» SOURCE

+ + + + +

With plastic pollution overwhelming our oceans, particle pollution threatening the air we breathe, and our carbon dioxide output changing our climate, society should be taking an important lesson as we move into our next frontier in space. We should be taking control of our waste output from the start, instead of rushing to clean up the damage after it’s already done. But in the decades since we’ve started making forays into space, that lesson hasn’t yet taken hold. Currently, NASA says there are 170 million pieces of debris orbiting our planet, including around 20,000 larger than a softball and another half million the size of a marble or larger.

The recent uncontrolled reentry of China’s Tiangong-1 spacelab was an attention-grabbing example what happens when humans abandon space efforts, but didn’t really represent the broader problem of smaller, but more numerous, pieces of space debris. This can include spent rockets, fragments from collisions and dilapidation, and old satellites that have broken apart. But in space, these smaller pieces of junk can prove much more dangerous than the Tiangong reentry ultimately did. Stray flecks of paint, in high velocity orbit, have cracked the windshield of the space shuttle more than once. At least twice every year, the International Space Station is forced to steer itself out of the way of debris.

At average speeds of 10 kilometers per second (22,000 mph), a one-centimeter fleck of paint can inflict as much damage as a 550-pound object moving 60 miles per hour on Earth. A 10-centimeter object would have an impact comparable to 7 kilograms of TNT, according to NASA.

+ + + + +

» GIVEN TASK A
In the rows starting at the line containing "like [555, 179]." and ending at the end of the rows, rename "plot-scouting" as "field-survey", changing nothing else. Give back only those lines.
The text and the rows are unrelated to each other.

[Pointing and labeling entries]
+ + + + +

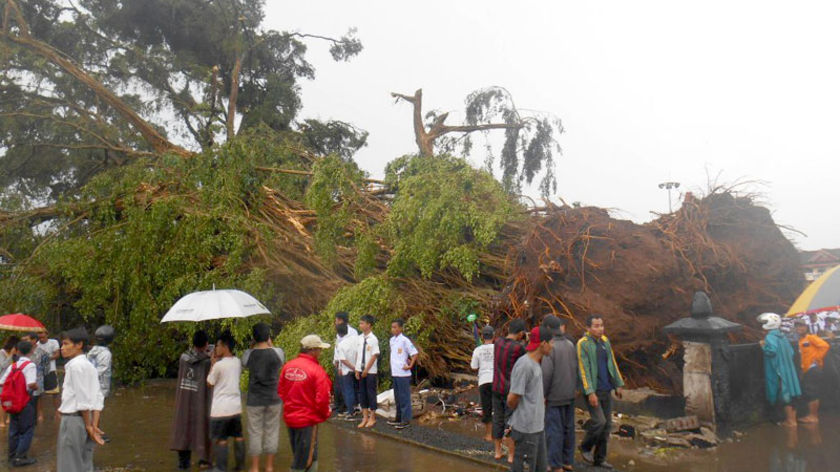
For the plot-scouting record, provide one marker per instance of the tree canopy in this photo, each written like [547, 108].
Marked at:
[92, 84]
[530, 138]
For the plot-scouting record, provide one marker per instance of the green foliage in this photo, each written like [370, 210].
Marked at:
[156, 234]
[444, 214]
[172, 61]
[530, 143]
[333, 192]
[375, 295]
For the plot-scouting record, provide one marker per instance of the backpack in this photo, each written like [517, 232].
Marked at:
[15, 395]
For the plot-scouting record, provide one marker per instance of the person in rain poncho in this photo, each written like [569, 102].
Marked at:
[780, 377]
[191, 430]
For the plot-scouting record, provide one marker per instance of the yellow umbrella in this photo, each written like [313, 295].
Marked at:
[822, 295]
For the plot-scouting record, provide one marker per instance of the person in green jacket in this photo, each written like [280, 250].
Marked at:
[599, 376]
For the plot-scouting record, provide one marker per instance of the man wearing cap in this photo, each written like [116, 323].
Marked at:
[305, 390]
[812, 352]
[599, 376]
[560, 375]
[526, 399]
[482, 361]
[506, 351]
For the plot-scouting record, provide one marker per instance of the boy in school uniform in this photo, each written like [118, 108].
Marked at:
[81, 401]
[403, 356]
[366, 357]
[22, 424]
[343, 330]
[226, 407]
[482, 361]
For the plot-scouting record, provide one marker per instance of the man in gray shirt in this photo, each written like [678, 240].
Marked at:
[528, 403]
[559, 379]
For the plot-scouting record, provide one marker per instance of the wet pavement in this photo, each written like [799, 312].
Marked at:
[139, 419]
[761, 448]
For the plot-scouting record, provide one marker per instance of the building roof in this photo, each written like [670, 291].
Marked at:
[820, 257]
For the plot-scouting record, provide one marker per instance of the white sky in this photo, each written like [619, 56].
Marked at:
[648, 91]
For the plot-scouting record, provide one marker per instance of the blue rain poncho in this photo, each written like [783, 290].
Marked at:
[779, 371]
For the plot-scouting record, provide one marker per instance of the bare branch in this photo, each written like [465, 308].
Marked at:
[149, 133]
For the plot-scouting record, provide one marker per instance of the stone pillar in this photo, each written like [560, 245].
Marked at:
[697, 381]
[706, 370]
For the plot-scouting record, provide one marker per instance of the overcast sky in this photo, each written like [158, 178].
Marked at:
[648, 91]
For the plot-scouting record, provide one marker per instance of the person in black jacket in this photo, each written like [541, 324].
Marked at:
[560, 379]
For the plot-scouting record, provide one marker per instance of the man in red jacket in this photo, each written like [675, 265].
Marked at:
[305, 390]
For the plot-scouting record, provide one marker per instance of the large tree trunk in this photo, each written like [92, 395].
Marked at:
[234, 94]
[426, 139]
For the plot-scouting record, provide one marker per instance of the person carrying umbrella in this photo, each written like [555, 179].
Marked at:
[22, 424]
[191, 428]
[305, 390]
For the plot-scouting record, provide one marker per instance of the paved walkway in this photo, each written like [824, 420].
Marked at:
[445, 442]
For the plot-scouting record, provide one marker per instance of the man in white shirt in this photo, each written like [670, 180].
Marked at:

+ + + + +

» GIVEN TASK B
Set down the passage of the space debris text starting at "The recent uncontrolled" and ending at "way of debris." word for word.

» COMPLETE OUTPUT A
For the field-survey record, provide one marker per instance of the person carrying umbrella in this photo, each written like [555, 179].
Marked at:
[22, 424]
[191, 428]
[305, 390]
For the field-survey record, provide one marker per instance of the paved walkway in this photo, each written like [824, 420].
Marked at:
[445, 442]
For the field-survey record, provide one marker per instance of the man in white shirt in this photo, each written like [670, 180].
Marked at:

» COMPLETE OUTPUT B
The recent uncontrolled reentry of China’s Tiangong-1 spacelab was an attention-grabbing example what happens when humans abandon space efforts, but didn’t really represent the broader problem of smaller, but more numerous, pieces of space debris. This can include spent rockets, fragments from collisions and dilapidation, and old satellites that have broken apart. But in space, these smaller pieces of junk can prove much more dangerous than the Tiangong reentry ultimately did. Stray flecks of paint, in high velocity orbit, have cracked the windshield of the space shuttle more than once. At least twice every year, the International Space Station is forced to steer itself out of the way of debris.